● RECORDS SHOWN

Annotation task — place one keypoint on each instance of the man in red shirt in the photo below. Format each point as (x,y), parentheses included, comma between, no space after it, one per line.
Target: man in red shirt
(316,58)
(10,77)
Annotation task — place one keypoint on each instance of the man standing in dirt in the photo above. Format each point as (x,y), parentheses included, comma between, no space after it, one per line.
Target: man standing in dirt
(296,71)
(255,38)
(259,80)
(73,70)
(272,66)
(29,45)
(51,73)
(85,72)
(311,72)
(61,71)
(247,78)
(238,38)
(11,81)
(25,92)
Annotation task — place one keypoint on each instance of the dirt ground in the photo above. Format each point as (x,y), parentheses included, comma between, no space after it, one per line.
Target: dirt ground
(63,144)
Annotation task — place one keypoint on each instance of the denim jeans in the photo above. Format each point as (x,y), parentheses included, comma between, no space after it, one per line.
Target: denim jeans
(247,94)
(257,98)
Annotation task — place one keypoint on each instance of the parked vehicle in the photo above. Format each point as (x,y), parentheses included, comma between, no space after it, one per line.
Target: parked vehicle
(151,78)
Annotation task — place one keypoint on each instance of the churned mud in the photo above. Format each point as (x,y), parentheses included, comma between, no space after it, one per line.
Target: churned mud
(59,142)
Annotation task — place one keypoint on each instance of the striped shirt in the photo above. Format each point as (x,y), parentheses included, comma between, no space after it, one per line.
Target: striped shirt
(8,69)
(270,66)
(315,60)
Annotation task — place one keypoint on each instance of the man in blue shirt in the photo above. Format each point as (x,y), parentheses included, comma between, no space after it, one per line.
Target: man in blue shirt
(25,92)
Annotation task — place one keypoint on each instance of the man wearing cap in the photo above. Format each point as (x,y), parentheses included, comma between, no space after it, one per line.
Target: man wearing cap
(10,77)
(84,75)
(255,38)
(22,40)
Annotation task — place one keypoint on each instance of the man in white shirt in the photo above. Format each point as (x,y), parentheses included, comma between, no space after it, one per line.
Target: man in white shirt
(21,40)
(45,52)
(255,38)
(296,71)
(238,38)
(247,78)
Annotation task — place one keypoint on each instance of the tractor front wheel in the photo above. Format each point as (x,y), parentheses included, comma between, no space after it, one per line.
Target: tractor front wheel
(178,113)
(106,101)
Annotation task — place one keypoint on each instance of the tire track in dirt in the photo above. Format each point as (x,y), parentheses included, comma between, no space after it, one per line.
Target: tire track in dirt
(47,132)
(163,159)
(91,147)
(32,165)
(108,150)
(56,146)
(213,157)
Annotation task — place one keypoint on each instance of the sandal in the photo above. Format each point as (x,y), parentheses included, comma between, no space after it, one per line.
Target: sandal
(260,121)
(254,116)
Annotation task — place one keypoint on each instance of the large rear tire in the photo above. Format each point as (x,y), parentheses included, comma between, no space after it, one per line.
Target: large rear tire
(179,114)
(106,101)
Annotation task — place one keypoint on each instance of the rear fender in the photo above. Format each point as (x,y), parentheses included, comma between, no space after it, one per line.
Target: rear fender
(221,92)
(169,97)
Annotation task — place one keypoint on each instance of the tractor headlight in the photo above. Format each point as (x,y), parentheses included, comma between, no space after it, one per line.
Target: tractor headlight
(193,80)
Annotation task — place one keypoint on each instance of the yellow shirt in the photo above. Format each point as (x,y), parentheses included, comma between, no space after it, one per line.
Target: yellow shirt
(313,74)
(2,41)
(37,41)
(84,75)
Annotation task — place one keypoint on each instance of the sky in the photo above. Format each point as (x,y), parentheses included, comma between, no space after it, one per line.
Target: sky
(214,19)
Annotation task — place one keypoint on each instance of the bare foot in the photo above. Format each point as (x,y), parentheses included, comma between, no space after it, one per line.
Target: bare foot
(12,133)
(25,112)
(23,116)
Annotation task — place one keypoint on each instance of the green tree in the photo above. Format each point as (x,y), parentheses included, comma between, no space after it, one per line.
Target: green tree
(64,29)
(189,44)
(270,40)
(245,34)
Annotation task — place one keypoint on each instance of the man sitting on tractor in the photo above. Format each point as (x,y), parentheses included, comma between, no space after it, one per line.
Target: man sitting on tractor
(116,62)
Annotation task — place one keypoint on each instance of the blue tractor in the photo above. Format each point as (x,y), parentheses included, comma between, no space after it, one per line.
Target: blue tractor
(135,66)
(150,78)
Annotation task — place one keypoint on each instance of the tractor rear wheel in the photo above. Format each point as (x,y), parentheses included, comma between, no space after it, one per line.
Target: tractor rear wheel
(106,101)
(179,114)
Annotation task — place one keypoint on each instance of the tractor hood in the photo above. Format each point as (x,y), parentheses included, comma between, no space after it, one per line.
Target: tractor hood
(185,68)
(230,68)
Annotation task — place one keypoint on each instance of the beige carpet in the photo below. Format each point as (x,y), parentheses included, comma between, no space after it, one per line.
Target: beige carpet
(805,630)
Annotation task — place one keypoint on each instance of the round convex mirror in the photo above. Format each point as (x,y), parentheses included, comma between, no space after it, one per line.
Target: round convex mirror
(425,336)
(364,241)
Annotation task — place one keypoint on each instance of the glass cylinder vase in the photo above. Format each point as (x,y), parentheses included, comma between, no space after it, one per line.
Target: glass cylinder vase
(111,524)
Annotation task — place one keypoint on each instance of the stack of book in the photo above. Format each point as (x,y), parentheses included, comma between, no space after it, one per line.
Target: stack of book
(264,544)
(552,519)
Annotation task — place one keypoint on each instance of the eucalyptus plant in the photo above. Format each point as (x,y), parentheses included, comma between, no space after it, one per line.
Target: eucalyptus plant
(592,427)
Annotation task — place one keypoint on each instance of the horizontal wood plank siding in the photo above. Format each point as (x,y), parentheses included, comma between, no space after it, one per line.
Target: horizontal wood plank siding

● ABOUT THIS EXERCISE
Print each entry exactly as it was written.

● WRITTEN ANSWER
Annotation task — place one keypoint on each instance of the man in red shirt in the photo below. Format each point as (x,y), parentheses included, comma between, no space after it, one per line.
Target: man in red shirt
(316,58)
(10,77)
Annotation task — place one keypoint on each instance of the man standing in dirt in the photo above. Format each point as (x,y), parentheses included, comma between, no space after it, one per line.
Target: man standing in dirt
(296,71)
(255,38)
(259,80)
(73,70)
(272,66)
(29,45)
(51,73)
(85,72)
(311,72)
(61,71)
(247,78)
(238,38)
(11,81)
(25,92)
Annotation task — place one keypoint on each instance of the dirt ground in the photo above. Format each point as (x,y), parentheses included, comma between, no space after it, one per line.
Target: dirt ground
(63,144)
Annotation task — place one keypoint on each instance of the denim jeans in the photo above. Format each point as (x,y), parentheses included, comma between, no space after it, one per line.
Target: denim jeans
(247,94)
(257,98)
Annotation task — place one keypoint on each instance of the parked vehicle in the photo above. Format each point as (x,y), parentheses included, comma between, no space after it, one per line.
Target: parked vehicle
(151,78)
Annotation task — place one keypoint on each instance of the churned mud in the photo above. Format each point as (x,y), parentheses included, comma between, no space after it, one per line.
Target: churned mud
(59,142)
Annotation task — place one keypoint on each instance of the striped shirt in the photo above. Format each point as (x,y), parentheses included, comma between, no space after it, one per line.
Target: striped shirt
(8,69)
(270,66)
(315,60)
Annotation task — place one keypoint on each instance of the man in blue shirt in the photo above. Format each point as (x,y), parentheses included, comma between, no space after it, one per line.
Target: man in blue shirt
(25,92)
Annotation task — place one keypoint on each instance of the man wearing cap in the photo above. Format each point as (x,y), parentheses included, comma between, no space after it, one per line.
Target: man wearing cap
(10,77)
(84,75)
(255,38)
(22,40)
Annotation task — place one keypoint on each instance of the man in white shirt in the photo above. Format each point as (x,y), parentheses included, comma between, no space after it, one per line.
Target: man in white shirt
(21,40)
(45,52)
(255,38)
(296,71)
(238,38)
(247,78)
Annotation task — place one keypoint on each instance of the tractor front wheel in the photo above. Format each point as (x,y), parentheses included, comma between, no space after it, one per line.
Target: tractor front wheel
(178,113)
(106,101)
Annotation task — place one keypoint on each instance of the tire track in dirt in the photo above. Format each point as (x,y), parentheses included, comma between, no space after it, one per line.
Target: tire track in dirt
(47,132)
(163,159)
(91,147)
(32,165)
(108,150)
(56,146)
(213,157)
Annotation task — place one keypoint on each instance of the sandal in the photo above. Format each point as (x,y), parentheses included, comma between, no space after it, one per line.
Target: sandal
(260,121)
(254,116)
Annotation task — place one keypoint on each instance of the large rear tire in the photo above. Format each point as (x,y), parentheses included, comma between, no space after it, one per line.
Target: large rear tire
(179,114)
(106,101)
Annotation task — place one keypoint on each instance of the rear fender in the photo above. Format each point as (x,y), parentheses included, comma between, no space after it, one per line.
Target: rear fender
(221,92)
(169,97)
Annotation task — place one keypoint on each instance of the tractor headlight in the photo above. Format each point as (x,y), parentheses included, comma between, no space after it, one per line.
Target: tractor headlight
(193,80)
Annotation task — place one keypoint on each instance of the yellow shirt in the photo above. Format each point as (x,y), parentheses included, comma between, no space after it, one per line.
Target: yellow shirt
(313,74)
(2,41)
(37,41)
(84,75)
Annotation task — place one keypoint on each instance of the sky in the photo above. Format each point as (x,y), parentheses included, comma between, no space after it, one per line.
Target: sky
(214,19)
Annotation task — place one keypoint on each instance of the bare foot in the photo above. Format each point as (x,y), parentheses included, comma between, no space after it, one per line.
Target: bare foot
(12,133)
(25,112)
(23,116)
Annotation task — place one keypoint on each instance of the green tree in the photo above. Format each point as (x,y), parentheses included, comma between, no space after it, one per line.
Target: green tree
(64,29)
(189,44)
(270,40)
(245,34)
Annotation task — place one keypoint on each instance of the man sitting on tractor in the photo above. Format each point as (x,y), parentheses included, comma between, no space after it, one per line.
Target: man sitting on tractor
(116,62)
Annotation task — place one keypoint on each instance of the blue tractor in the photo above. Format each point as (x,y), parentheses included, comma between, no space after it, one per line.
Target: blue tractor
(135,66)
(150,78)
Annotation task — place one keypoint on each instance of the tractor rear wheel in the photo above. Format each point as (x,y), parentheses included, comma between, no space after it, one per line.
Target: tractor rear wheel
(106,101)
(179,114)
Annotation task — place one keypoint on each instance of the tractor hood in the photo above. Format each point as (x,y), parentheses included, comma between, no space after it, one per line.
Target: tractor hood
(185,68)
(230,68)
Annotation task — place one keypoint on each instance of the beige carpet in the photo below. Format each point as (x,y), parentheses included, comma between, no space after it, one per line.
Target: beige carpet
(805,630)
Annotation task — place one keypoint on each instance of the round convex mirror in the photo above. Format each point as (x,y), parentheses included, comma between, no space after it, one per line.
Target: round convex mirror
(425,336)
(364,241)
Annotation task — place one keypoint on each instance of the glass cylinder vase in the photo above. Format each point as (x,y), parentheses included, comma between, no space after it, one per line.
Target: glass cylinder vase
(111,524)
Annotation task — place one keypoint on each instance of the stack of book in the photo above. Format each point as (x,y), parentheses included, comma between, no space after it, one per line.
Target: stack of book
(264,544)
(552,519)
Annotation task — place one keypoint on each instance of the eucalyptus plant in the photo above. Format each point as (x,y), parentheses included, comma between, no space after it, one per line.
Target: eucalyptus plant
(592,427)
Annotation task — place one keypoint on each instance of the horizontal wood plank siding in the photo above. Format each point as (x,y), parentheses included, comma between, no space after it, one per line.
Target: horizontal wood plank siding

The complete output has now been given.